● **Problem details**:
Reproduce the items below verbatim, line for line, leaving out any pictures.

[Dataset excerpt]
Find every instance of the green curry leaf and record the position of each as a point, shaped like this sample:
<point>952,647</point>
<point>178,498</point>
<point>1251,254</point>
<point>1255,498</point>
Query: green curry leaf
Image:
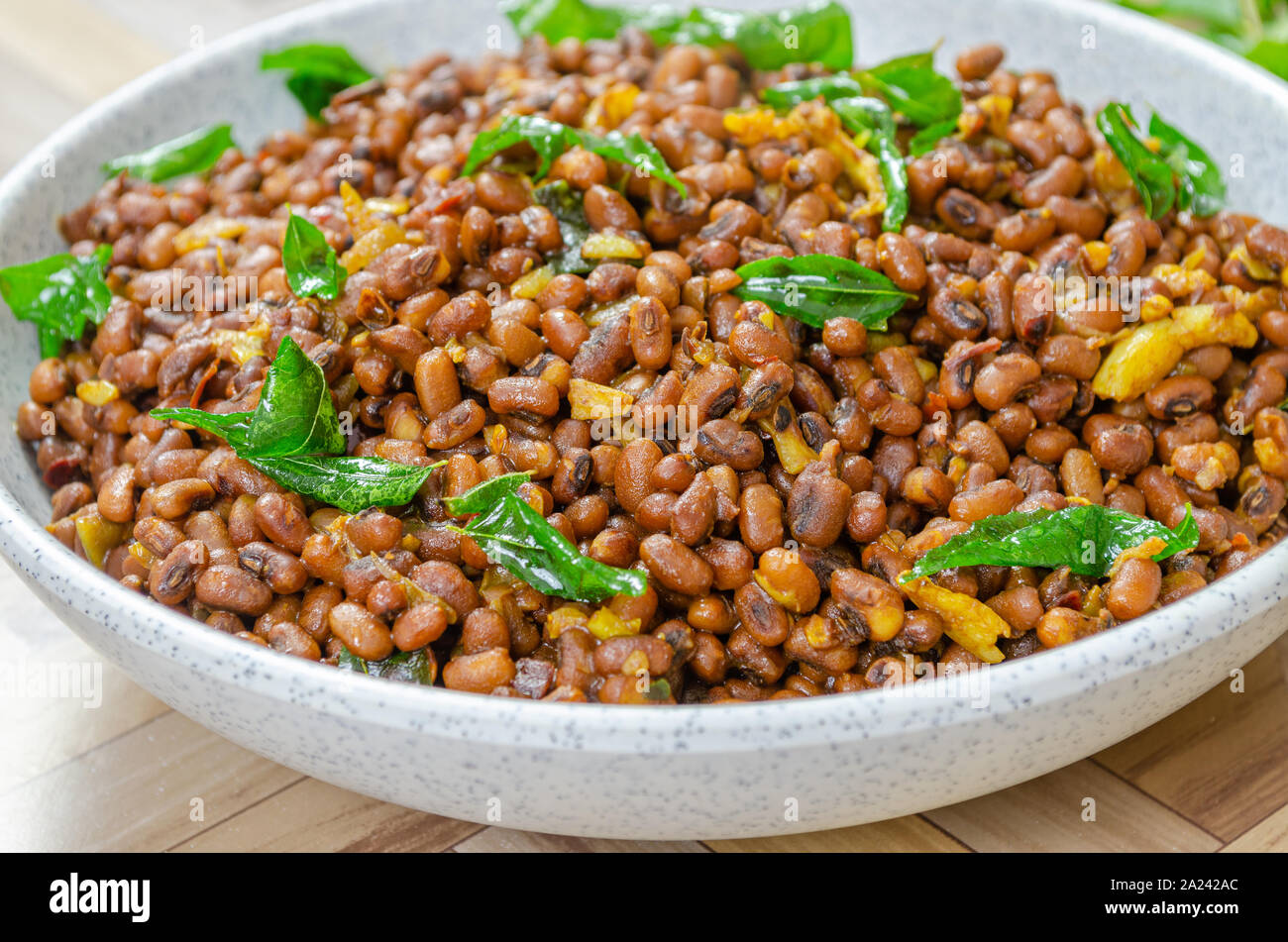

● **Task result**:
Find every instance of the green curry leaf and record the position of each as a point, shaped like this sample:
<point>952,647</point>
<point>178,498</point>
<point>1251,254</point>
<point>1255,498</point>
Query: green curry leaf
Image:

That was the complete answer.